Task objective: Pick out each line in the entries below that contains the word "wall", and copy those lines in full.

Stored items
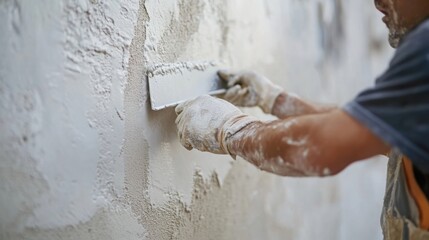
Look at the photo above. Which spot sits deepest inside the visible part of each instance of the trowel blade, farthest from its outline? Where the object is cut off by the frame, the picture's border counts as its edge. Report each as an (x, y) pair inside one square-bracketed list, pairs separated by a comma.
[(171, 84)]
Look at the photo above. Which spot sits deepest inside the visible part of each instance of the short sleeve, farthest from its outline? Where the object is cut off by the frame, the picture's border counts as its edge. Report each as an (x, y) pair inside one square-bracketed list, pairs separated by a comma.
[(396, 109)]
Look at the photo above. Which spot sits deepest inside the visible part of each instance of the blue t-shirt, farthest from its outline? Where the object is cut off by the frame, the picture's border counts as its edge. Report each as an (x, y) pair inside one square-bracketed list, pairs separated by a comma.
[(396, 109)]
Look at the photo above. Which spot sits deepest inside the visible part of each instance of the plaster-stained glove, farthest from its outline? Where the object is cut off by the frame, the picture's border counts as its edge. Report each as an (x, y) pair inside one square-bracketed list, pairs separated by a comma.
[(248, 89), (206, 123)]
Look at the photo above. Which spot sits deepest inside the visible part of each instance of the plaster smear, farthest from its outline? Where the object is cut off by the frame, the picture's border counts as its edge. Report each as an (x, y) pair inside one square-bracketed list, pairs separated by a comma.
[(175, 24)]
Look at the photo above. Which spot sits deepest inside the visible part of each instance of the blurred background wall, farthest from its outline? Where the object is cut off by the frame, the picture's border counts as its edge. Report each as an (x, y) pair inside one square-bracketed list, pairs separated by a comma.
[(82, 155)]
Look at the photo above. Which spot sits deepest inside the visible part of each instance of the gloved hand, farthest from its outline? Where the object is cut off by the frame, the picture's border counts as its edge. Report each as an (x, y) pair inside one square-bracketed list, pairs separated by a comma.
[(248, 89), (206, 123)]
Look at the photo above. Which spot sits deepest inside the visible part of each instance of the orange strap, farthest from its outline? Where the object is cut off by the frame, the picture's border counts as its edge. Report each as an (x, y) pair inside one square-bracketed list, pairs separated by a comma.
[(417, 194)]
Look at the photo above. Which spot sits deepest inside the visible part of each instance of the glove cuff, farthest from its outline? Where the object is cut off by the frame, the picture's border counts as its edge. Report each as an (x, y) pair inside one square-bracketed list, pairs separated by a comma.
[(231, 127), (270, 97)]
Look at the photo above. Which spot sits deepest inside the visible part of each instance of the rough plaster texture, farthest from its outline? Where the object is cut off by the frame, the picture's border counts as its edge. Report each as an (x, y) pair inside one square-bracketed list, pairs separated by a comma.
[(84, 157)]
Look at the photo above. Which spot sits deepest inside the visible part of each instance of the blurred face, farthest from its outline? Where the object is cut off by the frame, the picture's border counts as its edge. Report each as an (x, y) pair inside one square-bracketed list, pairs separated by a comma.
[(401, 16)]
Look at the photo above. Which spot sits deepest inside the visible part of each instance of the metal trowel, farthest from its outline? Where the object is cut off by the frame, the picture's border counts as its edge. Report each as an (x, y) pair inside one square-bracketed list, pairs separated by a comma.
[(171, 84)]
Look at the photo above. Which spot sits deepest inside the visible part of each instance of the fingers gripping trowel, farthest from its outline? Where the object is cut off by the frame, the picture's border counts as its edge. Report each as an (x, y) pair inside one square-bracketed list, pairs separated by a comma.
[(171, 84)]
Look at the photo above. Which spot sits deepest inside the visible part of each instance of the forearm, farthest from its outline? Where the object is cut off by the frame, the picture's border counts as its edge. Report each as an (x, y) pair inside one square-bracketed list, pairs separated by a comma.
[(287, 105)]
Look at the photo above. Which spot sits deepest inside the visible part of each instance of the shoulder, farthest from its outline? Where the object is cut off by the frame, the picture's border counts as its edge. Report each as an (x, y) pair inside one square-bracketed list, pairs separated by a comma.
[(417, 41)]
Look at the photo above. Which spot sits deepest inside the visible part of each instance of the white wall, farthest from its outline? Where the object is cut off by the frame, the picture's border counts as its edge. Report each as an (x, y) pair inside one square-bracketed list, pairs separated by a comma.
[(82, 156)]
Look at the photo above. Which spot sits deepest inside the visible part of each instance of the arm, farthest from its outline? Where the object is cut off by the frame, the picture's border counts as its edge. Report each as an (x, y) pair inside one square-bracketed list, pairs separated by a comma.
[(287, 105), (309, 145), (319, 144)]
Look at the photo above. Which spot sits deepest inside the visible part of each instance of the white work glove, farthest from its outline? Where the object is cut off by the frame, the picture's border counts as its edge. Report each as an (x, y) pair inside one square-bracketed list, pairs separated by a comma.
[(206, 123), (248, 89)]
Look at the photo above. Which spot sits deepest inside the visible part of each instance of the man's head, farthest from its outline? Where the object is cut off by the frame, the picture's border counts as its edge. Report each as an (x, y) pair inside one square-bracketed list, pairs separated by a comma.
[(401, 16)]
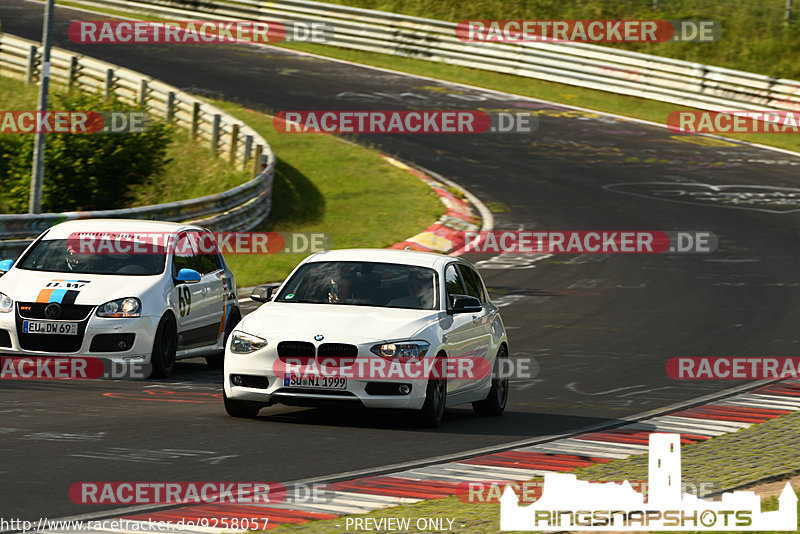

Result:
Look at the photo above. Which spot sits deepest inside the visible part of each instance of the blurred background wall, farthest from its outline? Where the object is cut off by the frame, the picture's border counts as its edge. Report each as an (x, y) pair inside one square-bracketed list, pairs separated by a comma.
Look at the photo above. Which spot sits deepest inside the visible part of each instance of the white wall, farthest from its outline? Where the object is cut off by the frame, the picture's border counts as its edge. Report each as an (x, y) pair inside one square-bracketed list, pairs separated by a comma.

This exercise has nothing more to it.